Source material:
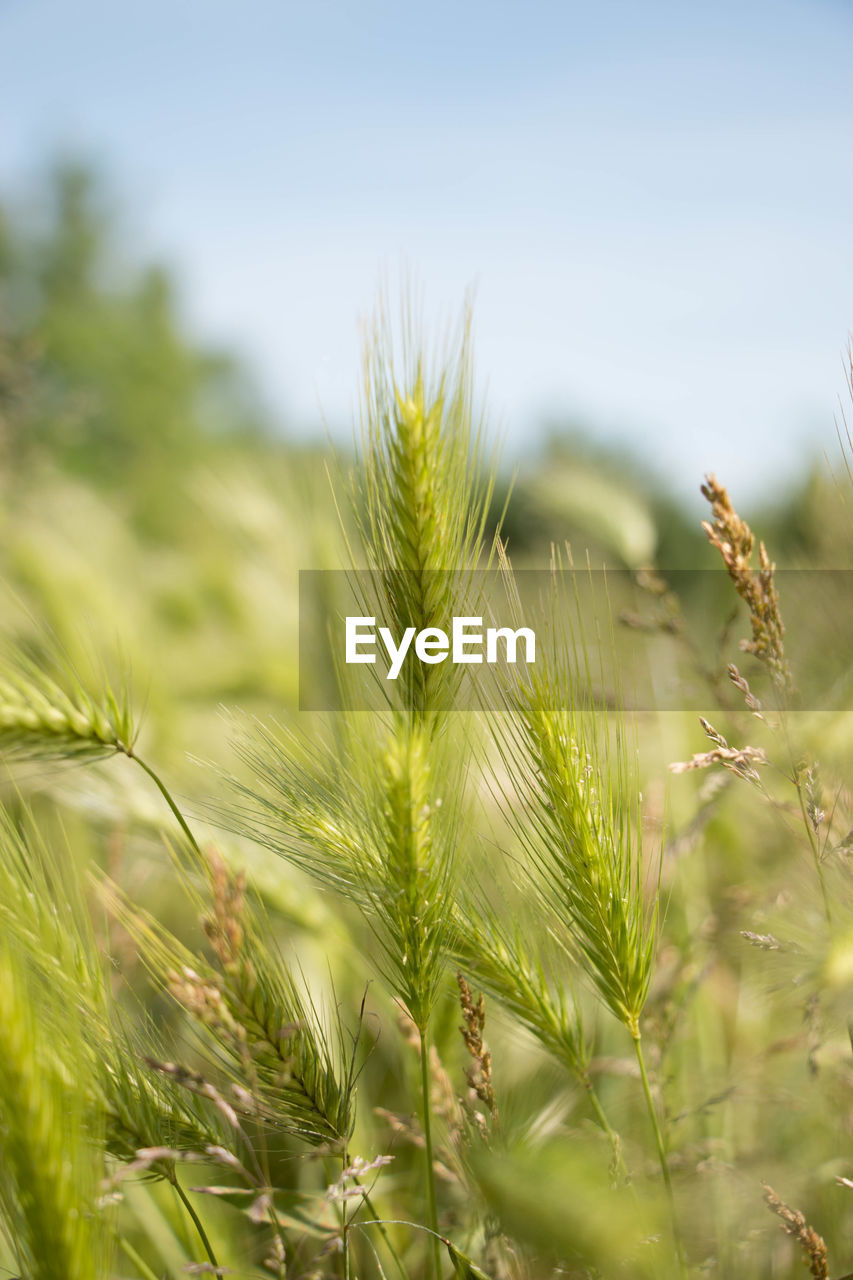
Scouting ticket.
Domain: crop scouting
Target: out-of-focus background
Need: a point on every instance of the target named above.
(651, 201)
(200, 204)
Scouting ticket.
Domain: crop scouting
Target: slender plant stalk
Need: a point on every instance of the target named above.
(432, 1203)
(167, 796)
(196, 1220)
(661, 1151)
(816, 853)
(372, 1210)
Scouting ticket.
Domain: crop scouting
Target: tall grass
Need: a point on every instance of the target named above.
(448, 992)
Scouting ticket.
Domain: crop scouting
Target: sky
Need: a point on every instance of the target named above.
(651, 202)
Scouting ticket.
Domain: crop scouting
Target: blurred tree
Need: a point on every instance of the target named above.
(118, 392)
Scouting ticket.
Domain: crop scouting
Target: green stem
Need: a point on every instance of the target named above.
(345, 1238)
(661, 1152)
(601, 1115)
(816, 853)
(432, 1203)
(164, 792)
(370, 1208)
(196, 1220)
(140, 1264)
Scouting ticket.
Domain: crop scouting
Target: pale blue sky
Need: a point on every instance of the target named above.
(652, 200)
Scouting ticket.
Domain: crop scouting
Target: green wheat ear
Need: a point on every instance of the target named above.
(56, 717)
(420, 496)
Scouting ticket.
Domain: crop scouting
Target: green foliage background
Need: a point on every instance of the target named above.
(153, 520)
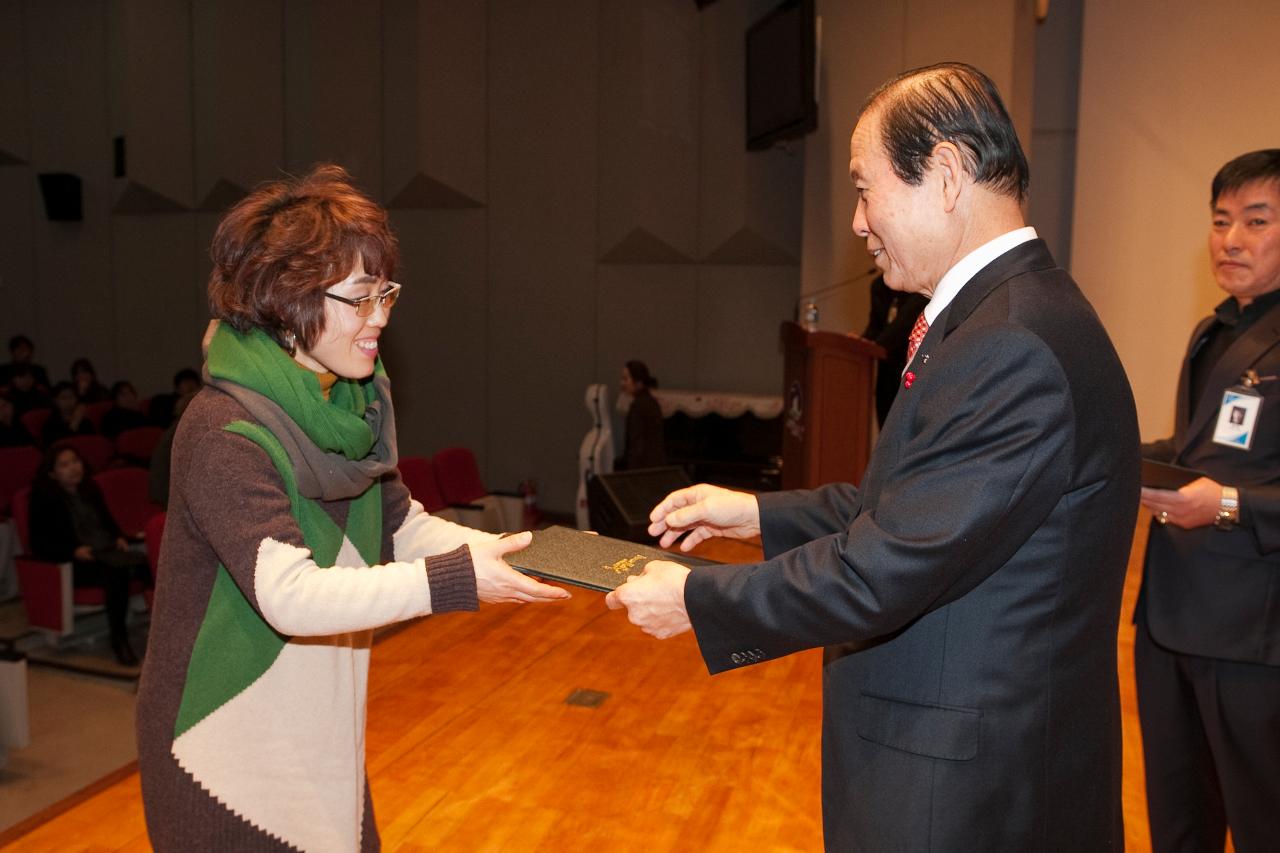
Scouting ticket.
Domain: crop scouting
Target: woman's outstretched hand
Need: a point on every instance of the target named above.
(499, 583)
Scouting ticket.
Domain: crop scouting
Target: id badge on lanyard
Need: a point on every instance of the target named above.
(1238, 418)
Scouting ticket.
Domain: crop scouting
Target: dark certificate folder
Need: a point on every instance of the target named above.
(1162, 475)
(588, 560)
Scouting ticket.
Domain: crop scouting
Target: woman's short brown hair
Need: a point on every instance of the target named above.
(280, 247)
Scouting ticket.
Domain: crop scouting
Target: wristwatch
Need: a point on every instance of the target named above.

What this task involves: Lines in the entries above that hold "green" should be counted; give only that count.

Task answer: 3